--- Provided data ---
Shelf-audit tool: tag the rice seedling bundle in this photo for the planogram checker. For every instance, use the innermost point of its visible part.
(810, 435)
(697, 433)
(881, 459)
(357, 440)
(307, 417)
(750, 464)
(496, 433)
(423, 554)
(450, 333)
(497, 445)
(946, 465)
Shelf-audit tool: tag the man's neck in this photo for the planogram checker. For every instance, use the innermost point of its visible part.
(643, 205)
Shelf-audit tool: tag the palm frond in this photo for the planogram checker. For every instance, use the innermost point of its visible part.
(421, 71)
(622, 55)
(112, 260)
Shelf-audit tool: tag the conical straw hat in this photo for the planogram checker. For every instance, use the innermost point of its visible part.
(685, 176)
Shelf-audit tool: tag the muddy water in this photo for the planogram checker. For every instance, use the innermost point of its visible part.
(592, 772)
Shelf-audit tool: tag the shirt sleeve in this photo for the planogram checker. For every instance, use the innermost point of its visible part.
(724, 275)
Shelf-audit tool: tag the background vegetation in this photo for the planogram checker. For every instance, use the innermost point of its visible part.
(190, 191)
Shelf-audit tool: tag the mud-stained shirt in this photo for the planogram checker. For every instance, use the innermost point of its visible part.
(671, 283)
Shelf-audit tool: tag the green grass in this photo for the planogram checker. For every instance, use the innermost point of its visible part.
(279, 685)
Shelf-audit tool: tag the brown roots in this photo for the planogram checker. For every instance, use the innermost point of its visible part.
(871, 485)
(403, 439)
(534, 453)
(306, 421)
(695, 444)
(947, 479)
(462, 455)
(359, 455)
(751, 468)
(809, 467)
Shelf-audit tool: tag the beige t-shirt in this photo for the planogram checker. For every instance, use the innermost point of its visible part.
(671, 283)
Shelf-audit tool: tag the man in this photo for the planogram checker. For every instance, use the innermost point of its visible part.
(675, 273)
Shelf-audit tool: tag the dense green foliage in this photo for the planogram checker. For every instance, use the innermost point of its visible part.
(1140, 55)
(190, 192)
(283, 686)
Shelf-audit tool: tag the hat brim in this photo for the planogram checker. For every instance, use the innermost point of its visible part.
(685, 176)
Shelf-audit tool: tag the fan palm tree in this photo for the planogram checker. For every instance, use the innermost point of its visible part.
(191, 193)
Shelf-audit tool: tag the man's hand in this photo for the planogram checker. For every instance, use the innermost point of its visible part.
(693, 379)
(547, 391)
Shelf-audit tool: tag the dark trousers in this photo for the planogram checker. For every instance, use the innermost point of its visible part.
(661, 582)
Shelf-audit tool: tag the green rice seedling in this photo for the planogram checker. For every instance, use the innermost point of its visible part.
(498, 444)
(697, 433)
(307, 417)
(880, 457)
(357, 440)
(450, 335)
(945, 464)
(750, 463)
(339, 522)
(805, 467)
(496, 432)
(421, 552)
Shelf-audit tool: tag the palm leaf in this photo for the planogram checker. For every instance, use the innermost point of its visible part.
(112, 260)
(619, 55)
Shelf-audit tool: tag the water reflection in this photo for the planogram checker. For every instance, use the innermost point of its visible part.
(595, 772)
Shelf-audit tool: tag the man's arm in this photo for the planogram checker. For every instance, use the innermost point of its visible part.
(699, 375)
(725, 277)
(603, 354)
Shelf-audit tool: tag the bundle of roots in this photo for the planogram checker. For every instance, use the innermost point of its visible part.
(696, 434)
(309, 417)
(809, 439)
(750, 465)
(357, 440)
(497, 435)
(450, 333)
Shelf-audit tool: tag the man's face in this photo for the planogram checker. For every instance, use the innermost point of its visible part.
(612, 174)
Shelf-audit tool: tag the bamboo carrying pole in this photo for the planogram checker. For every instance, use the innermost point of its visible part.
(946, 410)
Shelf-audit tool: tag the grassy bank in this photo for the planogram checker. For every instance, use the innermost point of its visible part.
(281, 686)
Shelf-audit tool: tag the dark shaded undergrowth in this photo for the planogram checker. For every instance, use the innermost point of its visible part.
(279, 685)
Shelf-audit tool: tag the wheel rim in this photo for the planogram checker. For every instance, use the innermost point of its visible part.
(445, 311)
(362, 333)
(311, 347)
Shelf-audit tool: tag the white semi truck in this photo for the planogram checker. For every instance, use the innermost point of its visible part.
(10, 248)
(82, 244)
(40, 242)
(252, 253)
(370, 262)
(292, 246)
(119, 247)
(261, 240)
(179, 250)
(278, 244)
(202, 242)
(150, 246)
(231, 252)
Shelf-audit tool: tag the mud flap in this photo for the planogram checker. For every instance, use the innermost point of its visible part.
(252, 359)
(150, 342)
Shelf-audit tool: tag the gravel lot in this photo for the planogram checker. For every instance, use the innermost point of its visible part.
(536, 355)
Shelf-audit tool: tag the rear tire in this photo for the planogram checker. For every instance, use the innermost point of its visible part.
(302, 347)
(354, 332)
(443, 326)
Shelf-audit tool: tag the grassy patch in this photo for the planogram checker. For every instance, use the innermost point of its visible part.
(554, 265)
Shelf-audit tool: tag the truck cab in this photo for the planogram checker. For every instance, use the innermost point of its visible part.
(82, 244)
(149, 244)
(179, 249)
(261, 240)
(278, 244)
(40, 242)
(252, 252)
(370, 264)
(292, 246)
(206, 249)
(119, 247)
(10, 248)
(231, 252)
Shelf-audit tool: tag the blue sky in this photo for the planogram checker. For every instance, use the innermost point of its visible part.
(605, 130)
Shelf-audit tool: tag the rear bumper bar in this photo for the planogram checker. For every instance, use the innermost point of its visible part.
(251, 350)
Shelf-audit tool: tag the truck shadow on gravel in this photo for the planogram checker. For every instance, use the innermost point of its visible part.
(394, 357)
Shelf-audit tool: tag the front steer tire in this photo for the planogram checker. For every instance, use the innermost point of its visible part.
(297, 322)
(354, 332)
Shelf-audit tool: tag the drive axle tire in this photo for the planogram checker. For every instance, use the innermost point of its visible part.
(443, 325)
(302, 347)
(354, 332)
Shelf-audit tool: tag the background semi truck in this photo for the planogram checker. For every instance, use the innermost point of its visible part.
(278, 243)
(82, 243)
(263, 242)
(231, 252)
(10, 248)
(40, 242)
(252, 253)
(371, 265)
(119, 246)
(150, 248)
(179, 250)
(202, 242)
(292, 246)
---
* [Set problem]
Repeat the entries exactly, all of them.

* [Answer in full]
Shelf-audit tool: tag the rice seedling bundle in this photo for the planogram checker. For every instance, use the innermost point of its visible part.
(810, 435)
(697, 433)
(881, 459)
(357, 440)
(307, 417)
(750, 464)
(496, 433)
(423, 554)
(450, 333)
(497, 445)
(946, 465)
Shelf-audit tool: tag the man's neck in this photo for the planogram checker. For every instance, use the innermost point of its visible part.
(643, 205)
Shelf-audit tool: tag the palm frond in this photo for the planogram checker. For every instance, use the innermost point of its visible part.
(421, 71)
(622, 55)
(112, 260)
Shelf-audit tool: tag the conical straw hat in this photo for the planogram checker. For every instance, use the innermost point of its visible part.
(685, 176)
Shelf-audit tool: tag the muddy water in this photo for the planogram checker. For every instance, use the innermost point of its visible part.
(592, 772)
Shelf-audit tool: tag the shirt sleeve in this photo for the planogram checker. For every instance, use the innermost point of its visible part.
(724, 275)
Shelf-audit tool: tag the background vegetation in this photo for the planogram checker. For every instance, use the innermost point of its visible part.
(190, 191)
Shelf-audit tool: tag the mud-stained shirt in this photo for the planogram checker. For every instance, use the innermost point of its visible part.
(671, 283)
Shelf-audit tool: tag the green grass in this photo for the planogram checker. For every instance, use the innermost point of its visible part.
(279, 685)
Shelf-audit tool: tag the brown roots in this photo for the planogram checker. For every instance, use the innermost point of its visible part.
(871, 485)
(403, 439)
(534, 453)
(306, 421)
(695, 444)
(947, 479)
(462, 455)
(359, 455)
(751, 468)
(809, 467)
Shelf-audit tool: tag the beige t-shirt in this photo for the planogram checker. For every instance, use the innermost point of its visible part.
(671, 283)
Shelf-audit tool: tag the man in this photo for the planogram checker. For every instance, use the innermost point of its visible part.
(675, 273)
Shelf-audit tool: tag the dense green foliage in this photo for the planogram checker. For every instance, use the innermost point of its visible part.
(1140, 55)
(190, 192)
(283, 686)
Shelf-audit tool: tag the hat brim in this photo for the planogram checker. For every instance, use the innermost point of its visible part.
(685, 176)
Shelf-audit tool: tag the fan palm tree in this photo for the planogram checker. For every instance, use the innermost point of its visible part.
(191, 193)
Shelf-audit tool: tag the man's hand in this photo for the planogram checker. For every instance, use the innermost point of its visible part.
(693, 379)
(547, 391)
Shelf-audit tool: tag the dark trousers in this photo for the planogram checker. For every instance, use the innermost point of its visible part.
(661, 582)
Shelf-audit tool: tag the green rice seedling in this photo for the planogram checker. For every instance, use the innermost point of its visible part.
(498, 444)
(697, 433)
(307, 417)
(880, 457)
(357, 440)
(450, 335)
(945, 464)
(750, 463)
(339, 522)
(805, 467)
(496, 432)
(421, 552)
Shelf-audit tool: tag the palm leaf in this photo for the planogram checker. For every instance, use the innermost point of its visible part.
(112, 260)
(619, 55)
Shelf-audit tool: tag the water reflection in this photo for the planogram checker. For every instance, use the innermost point of its visible part.
(595, 772)
Shelf-audit tool: tag the man's arm in this photo for the planogram checker. For every instance, use the innermost point of its visible part.
(699, 375)
(725, 277)
(603, 354)
Shelf-audit tool: tag the bundle of roots in this photo for the planogram checker. For every instance, use the innermost point of its visible part.
(696, 434)
(309, 417)
(809, 439)
(750, 465)
(357, 440)
(497, 435)
(450, 333)
Shelf-audit tool: tag the man's face in this photo for the planogram checker. For every instance, use the innermost point of its visible part.
(612, 174)
Shelf-audit tool: tag the bamboo carrying pole in this photo for the planogram checker. For every instance, use the innermost point of its visible part.
(946, 410)
Shelf-audit tool: tag the grassy bank in this photo for the planogram checker. For every instance, use the innermost point of its visible part.
(281, 686)
Shelf-audit tool: tag the dark shaded undergrowth in this photo for the planogram checker. For every instance, use the innermost point of its visible part.
(279, 685)
Shelf-audit tool: tag the wheel rim in this photo for the planogram checker. For every instance, use the innermost point of its visible part.
(445, 311)
(362, 333)
(311, 347)
Shelf-audit tool: tag the white semi truck in this photo for the planogram checker. For every instance, use the innermost point of its visible part.
(10, 248)
(82, 244)
(40, 242)
(252, 253)
(370, 262)
(292, 246)
(119, 247)
(261, 240)
(179, 250)
(278, 244)
(202, 242)
(150, 246)
(231, 252)
Shelf-audit tool: tag the mud flap in this photo for the planogram checker. For every instance, use the innermost point of its visible part.
(252, 359)
(150, 342)
Shelf-audit tool: tag the gravel lot in this photo for the planogram checker. For every instance, use the innermost point of its visible part.
(536, 355)
Shelf-audit tool: tag the rear tire in this photo for the planogram checker. For every instance, use the innermost point of its visible part.
(302, 347)
(354, 332)
(443, 326)
Shelf-audit tool: tag the grassy patch in this photo for the planogram checker. For every instance, use the innermost point of its visible part.
(554, 265)
Shelf-audit tool: tag the truck cab in this photo for the planogram checker. For every instance, use the innermost point of its visible part.
(82, 244)
(149, 244)
(179, 249)
(261, 240)
(278, 244)
(40, 242)
(252, 252)
(370, 264)
(292, 246)
(206, 249)
(119, 247)
(10, 248)
(231, 252)
Shelf-audit tool: tag the blue sky in this photo for the planogram checker. For every instance, use the innermost point of its visible part.
(605, 130)
Shelf-audit tool: tag the rear bumper bar in this photo for the planogram checker. For every instance, use the innermost point of its visible part.
(251, 350)
Shelf-audit tool: tag the truck shadow on gravel in this photo for the planogram checker. For every instance, use the innermost point of its visible part.
(394, 357)
Shelf-audit tool: tag the front steer tire in this photo for the planogram checker. For every instance, use the innermost point of its visible part.
(297, 322)
(354, 332)
Shelf-audit tool: tag the drive axle tire in this photo for the planogram checker. For every instance, use the innermost point of its visible part.
(443, 325)
(302, 347)
(354, 332)
Shelf-audit tool: tag the background semi truck in this photo for the planogram checker. For every instance, use the innermost point of its visible part.
(278, 243)
(82, 243)
(263, 242)
(231, 252)
(10, 248)
(40, 242)
(252, 253)
(371, 265)
(119, 246)
(150, 248)
(179, 250)
(202, 242)
(292, 246)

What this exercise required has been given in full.